Realistische und pragmatische Außen- und Sicherheitspolitik in sich verändernden Zeiten

Aufgrund des anstehenden Bundesparteitag möchte ich im folgenden, die programmatische Überarbeitung des Piratengrundsatzprogramms skizzieren, an der die AG Außen- und Sicherheitspolitik derzeit arbeitet. Grundsatzprogramme legen traditionell die Ausrichtung einer Partei für die nächsten 10 bis 20 Jahre fest. Aktuell haben sich die Programme der etablierten Bundestagsparteien seit 10 Jahren nicht verändert, die Weltlage ändert sich aber sehr schnell und dem müssen wir Rechnung tragen.

Entwicklungen in der Außen- und Sicherheitspolitik

Wenn man die aktuelle Weltlage beschreiben will, sehen wir aktuell noch immer eine Entwicklung weg von der Nachkriegsordnung, über das Ende der Geschichte nach Fukuyama, wieder hin zu einer neuen multipolaren Weltordnung, bei der historische Entwicklungen und Prägungen ihre natürliche Fortsetzung finden. Gleichzeitig gibt es einen rasanten technologischen Wandel und den wirtschaftlichen und militärischen Aufstieg neuer Protagonisten.

### AUFGABE
Beantworte anhand des Auszugs zur Außen- und Sicherheitspolitik diese Fragen:
(a) Für wie viele Jahre legen Grundsatzprogramme traditionell die Ausrichtung einer Partei fest?
(b) Welche Arbeitsgemeinschaft arbeitet an der Überarbeitung des Piratengrundsatzprogramms?
(c) Hin zu welcher Art von Weltordnung verläuft die beschriebene Entwicklung?

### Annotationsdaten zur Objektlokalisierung
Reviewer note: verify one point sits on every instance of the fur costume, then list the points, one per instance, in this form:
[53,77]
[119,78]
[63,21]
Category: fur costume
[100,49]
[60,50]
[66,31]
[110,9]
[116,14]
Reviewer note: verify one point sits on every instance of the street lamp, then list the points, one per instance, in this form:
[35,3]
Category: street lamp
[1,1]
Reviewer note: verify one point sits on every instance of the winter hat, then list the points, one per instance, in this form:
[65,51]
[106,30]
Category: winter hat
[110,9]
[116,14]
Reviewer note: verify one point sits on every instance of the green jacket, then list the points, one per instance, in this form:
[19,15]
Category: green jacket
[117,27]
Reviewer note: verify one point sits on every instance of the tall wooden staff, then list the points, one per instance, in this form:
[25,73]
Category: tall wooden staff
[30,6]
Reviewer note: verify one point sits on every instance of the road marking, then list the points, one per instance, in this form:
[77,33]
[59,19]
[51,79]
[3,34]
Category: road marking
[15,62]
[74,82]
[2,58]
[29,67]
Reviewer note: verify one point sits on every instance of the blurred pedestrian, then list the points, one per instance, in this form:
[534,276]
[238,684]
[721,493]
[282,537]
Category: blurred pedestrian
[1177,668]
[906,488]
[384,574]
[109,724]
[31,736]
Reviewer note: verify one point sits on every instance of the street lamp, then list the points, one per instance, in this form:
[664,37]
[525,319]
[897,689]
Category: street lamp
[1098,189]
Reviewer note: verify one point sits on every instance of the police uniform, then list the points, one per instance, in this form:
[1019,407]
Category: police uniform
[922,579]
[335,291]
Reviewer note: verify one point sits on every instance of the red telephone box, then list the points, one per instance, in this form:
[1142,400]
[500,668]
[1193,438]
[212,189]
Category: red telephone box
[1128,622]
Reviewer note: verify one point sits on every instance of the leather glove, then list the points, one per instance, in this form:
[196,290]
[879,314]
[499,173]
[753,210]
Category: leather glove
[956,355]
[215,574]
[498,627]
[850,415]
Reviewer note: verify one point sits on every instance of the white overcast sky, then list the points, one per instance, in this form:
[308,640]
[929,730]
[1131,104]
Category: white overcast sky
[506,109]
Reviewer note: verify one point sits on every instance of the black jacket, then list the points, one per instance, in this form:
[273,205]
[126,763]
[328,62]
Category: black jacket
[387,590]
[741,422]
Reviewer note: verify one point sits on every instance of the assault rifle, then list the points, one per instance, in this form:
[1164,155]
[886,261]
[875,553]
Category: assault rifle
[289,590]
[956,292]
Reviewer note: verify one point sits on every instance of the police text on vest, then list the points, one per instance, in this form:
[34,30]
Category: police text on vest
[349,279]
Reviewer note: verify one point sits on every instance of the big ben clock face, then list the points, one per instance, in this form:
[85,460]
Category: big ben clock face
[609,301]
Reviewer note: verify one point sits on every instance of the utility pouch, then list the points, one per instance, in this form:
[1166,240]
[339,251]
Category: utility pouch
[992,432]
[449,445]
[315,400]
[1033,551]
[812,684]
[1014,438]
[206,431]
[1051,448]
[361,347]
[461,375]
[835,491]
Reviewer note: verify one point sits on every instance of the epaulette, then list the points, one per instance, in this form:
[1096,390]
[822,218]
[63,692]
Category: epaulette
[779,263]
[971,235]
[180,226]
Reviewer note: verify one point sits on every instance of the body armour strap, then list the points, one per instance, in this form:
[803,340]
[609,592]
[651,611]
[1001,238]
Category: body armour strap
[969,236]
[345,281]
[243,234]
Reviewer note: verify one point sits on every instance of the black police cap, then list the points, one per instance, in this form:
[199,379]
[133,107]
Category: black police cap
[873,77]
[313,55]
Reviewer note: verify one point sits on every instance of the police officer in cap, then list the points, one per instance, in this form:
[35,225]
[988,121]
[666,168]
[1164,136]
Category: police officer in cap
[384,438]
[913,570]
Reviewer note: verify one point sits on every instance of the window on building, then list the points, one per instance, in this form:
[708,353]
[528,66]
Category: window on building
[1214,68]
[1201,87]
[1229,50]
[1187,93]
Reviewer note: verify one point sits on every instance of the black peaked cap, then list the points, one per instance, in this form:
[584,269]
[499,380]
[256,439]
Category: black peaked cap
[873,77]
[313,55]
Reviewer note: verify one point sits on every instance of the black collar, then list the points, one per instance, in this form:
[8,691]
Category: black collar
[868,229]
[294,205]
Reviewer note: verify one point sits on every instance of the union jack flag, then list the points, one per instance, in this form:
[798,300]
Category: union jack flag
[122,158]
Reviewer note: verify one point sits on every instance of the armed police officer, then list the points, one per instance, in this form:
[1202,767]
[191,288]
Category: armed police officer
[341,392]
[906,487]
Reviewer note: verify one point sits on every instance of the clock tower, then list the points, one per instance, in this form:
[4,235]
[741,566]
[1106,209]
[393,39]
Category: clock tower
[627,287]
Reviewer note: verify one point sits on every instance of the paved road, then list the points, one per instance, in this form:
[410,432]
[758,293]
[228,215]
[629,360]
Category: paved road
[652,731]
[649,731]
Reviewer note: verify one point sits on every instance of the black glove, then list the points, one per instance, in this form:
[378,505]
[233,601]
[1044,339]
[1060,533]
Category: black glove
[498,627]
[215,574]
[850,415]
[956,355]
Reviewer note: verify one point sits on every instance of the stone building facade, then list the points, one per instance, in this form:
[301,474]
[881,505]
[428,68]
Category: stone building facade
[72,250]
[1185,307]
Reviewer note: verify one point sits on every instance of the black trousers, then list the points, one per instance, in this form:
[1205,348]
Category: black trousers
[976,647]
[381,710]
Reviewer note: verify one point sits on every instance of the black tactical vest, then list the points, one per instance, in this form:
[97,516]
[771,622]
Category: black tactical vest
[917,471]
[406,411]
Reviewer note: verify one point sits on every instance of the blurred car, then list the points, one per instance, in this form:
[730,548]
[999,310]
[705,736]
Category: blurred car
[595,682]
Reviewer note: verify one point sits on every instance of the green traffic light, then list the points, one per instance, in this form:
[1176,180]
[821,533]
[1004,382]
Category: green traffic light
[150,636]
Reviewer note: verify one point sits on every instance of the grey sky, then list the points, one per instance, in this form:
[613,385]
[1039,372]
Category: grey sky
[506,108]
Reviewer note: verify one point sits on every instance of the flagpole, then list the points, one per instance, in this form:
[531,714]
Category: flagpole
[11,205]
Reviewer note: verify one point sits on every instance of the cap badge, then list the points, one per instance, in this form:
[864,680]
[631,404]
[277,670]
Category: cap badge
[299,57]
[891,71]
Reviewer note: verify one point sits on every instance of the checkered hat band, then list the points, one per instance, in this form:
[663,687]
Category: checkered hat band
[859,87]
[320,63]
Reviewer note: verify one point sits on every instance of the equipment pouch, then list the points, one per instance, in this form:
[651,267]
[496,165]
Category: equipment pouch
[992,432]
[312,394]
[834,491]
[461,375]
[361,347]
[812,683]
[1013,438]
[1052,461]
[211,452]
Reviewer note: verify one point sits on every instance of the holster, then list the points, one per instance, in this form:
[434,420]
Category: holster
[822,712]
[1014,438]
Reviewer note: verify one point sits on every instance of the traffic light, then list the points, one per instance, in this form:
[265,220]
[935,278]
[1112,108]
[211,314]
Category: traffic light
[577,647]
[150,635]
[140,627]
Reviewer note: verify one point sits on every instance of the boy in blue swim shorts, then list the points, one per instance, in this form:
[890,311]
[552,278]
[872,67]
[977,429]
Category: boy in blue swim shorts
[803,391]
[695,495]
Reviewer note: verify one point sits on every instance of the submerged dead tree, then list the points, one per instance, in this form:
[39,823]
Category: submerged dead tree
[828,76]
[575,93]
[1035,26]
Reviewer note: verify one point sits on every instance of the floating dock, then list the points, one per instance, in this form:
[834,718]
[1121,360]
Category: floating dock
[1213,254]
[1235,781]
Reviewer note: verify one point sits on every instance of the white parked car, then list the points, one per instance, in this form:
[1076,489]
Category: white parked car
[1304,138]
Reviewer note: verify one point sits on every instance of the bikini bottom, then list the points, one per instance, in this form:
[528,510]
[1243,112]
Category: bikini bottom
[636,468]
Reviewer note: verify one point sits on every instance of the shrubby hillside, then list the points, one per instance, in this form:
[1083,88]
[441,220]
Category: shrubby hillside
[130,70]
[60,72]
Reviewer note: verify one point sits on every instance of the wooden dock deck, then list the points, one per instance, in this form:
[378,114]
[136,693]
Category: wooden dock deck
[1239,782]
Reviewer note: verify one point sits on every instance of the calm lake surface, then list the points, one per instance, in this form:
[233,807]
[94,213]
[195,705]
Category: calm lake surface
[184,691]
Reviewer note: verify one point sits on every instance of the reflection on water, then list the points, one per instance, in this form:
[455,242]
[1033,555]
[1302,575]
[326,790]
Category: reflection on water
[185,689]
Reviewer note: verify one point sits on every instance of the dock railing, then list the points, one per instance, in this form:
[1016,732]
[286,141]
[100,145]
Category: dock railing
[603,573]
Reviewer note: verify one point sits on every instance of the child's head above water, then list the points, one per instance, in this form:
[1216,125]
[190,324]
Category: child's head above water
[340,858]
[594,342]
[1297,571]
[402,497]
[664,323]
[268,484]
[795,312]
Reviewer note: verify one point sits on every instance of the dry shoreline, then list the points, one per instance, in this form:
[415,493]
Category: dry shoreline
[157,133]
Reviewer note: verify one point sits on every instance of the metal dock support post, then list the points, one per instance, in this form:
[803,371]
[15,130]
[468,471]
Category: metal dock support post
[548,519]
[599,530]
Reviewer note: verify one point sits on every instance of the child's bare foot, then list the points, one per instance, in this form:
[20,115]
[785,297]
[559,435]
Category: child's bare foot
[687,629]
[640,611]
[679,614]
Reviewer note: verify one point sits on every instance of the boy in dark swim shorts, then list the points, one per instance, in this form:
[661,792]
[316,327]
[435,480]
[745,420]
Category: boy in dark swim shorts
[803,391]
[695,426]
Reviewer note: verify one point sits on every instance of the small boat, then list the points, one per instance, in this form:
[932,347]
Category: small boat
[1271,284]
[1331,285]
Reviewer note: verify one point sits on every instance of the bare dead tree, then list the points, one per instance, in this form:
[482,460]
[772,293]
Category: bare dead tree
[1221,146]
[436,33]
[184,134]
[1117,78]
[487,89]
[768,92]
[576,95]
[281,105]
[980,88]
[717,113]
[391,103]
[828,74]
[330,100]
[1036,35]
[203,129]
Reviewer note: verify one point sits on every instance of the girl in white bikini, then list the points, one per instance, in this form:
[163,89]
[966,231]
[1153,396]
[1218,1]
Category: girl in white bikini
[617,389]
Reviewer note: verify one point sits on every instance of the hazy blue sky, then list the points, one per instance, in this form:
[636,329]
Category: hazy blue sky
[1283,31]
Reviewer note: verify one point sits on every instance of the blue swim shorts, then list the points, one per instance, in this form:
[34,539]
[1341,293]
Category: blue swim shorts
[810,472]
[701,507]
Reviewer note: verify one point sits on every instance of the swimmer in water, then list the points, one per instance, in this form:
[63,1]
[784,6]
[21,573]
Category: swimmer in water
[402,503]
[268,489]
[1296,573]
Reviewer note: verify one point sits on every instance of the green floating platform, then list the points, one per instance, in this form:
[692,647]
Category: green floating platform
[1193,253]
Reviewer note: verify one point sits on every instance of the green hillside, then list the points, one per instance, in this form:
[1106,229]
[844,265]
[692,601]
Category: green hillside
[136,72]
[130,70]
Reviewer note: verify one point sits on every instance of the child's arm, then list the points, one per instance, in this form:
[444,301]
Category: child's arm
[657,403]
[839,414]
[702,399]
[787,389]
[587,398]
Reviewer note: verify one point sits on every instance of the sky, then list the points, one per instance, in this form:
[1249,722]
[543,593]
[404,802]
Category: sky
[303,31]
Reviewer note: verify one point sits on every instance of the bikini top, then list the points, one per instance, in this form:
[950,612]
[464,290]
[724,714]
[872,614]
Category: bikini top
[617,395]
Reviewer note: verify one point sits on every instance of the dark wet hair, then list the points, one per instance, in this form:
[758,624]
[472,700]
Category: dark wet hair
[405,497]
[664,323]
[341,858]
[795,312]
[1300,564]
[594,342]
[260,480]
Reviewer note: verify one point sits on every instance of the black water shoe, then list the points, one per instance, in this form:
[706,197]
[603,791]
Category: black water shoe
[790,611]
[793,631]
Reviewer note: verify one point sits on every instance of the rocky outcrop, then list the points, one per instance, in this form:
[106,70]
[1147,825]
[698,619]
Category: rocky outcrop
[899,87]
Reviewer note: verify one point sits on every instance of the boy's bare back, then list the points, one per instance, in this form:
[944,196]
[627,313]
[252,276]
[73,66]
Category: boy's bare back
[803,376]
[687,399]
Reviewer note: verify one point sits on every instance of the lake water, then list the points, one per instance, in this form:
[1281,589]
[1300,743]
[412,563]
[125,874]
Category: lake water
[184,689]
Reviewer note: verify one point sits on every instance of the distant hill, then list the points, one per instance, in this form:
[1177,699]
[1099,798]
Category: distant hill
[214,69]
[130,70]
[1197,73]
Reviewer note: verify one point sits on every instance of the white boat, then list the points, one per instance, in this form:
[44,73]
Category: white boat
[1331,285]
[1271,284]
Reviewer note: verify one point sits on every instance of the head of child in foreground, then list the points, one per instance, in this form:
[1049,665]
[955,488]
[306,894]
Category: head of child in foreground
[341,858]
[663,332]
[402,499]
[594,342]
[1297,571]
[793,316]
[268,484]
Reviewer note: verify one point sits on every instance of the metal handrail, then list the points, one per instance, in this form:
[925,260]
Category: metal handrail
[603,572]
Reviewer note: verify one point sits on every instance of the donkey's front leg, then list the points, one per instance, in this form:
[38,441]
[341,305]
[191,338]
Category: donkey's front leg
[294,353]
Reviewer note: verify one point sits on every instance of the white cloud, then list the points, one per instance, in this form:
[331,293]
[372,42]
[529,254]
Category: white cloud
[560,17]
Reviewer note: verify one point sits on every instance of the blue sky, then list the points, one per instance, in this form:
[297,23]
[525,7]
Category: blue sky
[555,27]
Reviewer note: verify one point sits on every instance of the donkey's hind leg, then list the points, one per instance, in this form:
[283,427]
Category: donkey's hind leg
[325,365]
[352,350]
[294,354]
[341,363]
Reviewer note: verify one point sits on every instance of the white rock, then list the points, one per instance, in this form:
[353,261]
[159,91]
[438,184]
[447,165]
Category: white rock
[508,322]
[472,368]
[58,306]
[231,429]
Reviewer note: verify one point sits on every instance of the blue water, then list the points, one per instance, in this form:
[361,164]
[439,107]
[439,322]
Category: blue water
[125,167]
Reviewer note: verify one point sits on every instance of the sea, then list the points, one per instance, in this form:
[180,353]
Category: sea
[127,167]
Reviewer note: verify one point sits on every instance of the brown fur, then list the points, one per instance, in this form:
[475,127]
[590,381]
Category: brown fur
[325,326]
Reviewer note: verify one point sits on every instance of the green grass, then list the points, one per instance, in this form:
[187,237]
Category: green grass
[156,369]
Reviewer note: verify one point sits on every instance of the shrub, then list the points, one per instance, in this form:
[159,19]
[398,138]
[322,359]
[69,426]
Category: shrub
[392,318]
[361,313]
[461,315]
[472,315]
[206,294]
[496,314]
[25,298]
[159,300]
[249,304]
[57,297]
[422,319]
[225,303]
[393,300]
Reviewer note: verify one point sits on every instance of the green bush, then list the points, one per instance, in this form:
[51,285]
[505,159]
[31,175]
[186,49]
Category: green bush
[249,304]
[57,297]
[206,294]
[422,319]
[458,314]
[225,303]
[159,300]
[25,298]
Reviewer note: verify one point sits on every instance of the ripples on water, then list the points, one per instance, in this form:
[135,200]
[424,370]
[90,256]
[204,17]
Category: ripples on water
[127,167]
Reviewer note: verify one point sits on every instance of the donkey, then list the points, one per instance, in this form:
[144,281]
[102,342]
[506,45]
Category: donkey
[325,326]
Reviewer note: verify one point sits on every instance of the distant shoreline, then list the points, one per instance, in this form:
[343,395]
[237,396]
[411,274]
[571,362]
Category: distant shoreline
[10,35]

### ERWARTETE ANTWORT
(a) Sie legen die Ausrichtung traditionell für die nächsten 10 bis 20 Jahre fest.
(b) Daran arbeitet die AG Außen- und Sicherheitspolitik.
(c) Die Entwicklung verläuft hin zu einer neuen multipolaren Weltordnung.